■ What to work on ■
Copy the lines below word for word, starting at the line with "Check that every instance of the metal" and ending with the last line.

* START Data for the task *

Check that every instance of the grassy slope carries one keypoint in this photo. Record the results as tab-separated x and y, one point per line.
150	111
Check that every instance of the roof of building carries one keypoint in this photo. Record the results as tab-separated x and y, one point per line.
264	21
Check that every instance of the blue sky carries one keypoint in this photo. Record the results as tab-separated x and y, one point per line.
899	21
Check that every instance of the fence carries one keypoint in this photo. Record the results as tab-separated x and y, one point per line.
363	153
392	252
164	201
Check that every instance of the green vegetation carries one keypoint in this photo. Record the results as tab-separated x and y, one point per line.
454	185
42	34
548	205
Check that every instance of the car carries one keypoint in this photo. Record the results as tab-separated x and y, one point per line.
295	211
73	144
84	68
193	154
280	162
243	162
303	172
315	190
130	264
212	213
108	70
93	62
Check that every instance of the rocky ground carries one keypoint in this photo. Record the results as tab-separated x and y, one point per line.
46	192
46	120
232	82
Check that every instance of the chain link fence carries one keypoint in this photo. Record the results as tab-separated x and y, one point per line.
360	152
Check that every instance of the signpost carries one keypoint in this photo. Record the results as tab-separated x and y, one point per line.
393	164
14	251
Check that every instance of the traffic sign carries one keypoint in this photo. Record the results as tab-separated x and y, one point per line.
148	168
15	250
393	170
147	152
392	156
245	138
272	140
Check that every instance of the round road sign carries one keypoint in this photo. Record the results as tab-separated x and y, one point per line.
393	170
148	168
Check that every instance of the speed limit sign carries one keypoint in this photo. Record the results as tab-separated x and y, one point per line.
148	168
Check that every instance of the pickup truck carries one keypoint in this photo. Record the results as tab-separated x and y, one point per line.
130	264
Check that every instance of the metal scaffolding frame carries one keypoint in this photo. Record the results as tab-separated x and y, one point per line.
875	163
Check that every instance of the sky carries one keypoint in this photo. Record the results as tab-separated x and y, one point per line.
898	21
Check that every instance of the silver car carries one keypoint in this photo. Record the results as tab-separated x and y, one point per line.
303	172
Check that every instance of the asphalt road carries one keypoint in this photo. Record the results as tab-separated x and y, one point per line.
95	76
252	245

* END Data for the task *

■ Task result ■
Check that every instance of the metal scaffolding frame carries one keypoint in this photo. Record the results as tab-separated x and y, one point per line.
875	163
Check that every instance of the sky carries one keypoint in this photo. Record the results as tab-separated x and y, one point per line.
898	21
Check that every instance of the silver car carries one keypoint in this photo. Record the results as tab-separated x and y, one point per line.
303	172
Check that every instance of the asphalt road carries one keypoint in this photo. Record the results as tab-separated x and y, one point per line.
95	76
252	245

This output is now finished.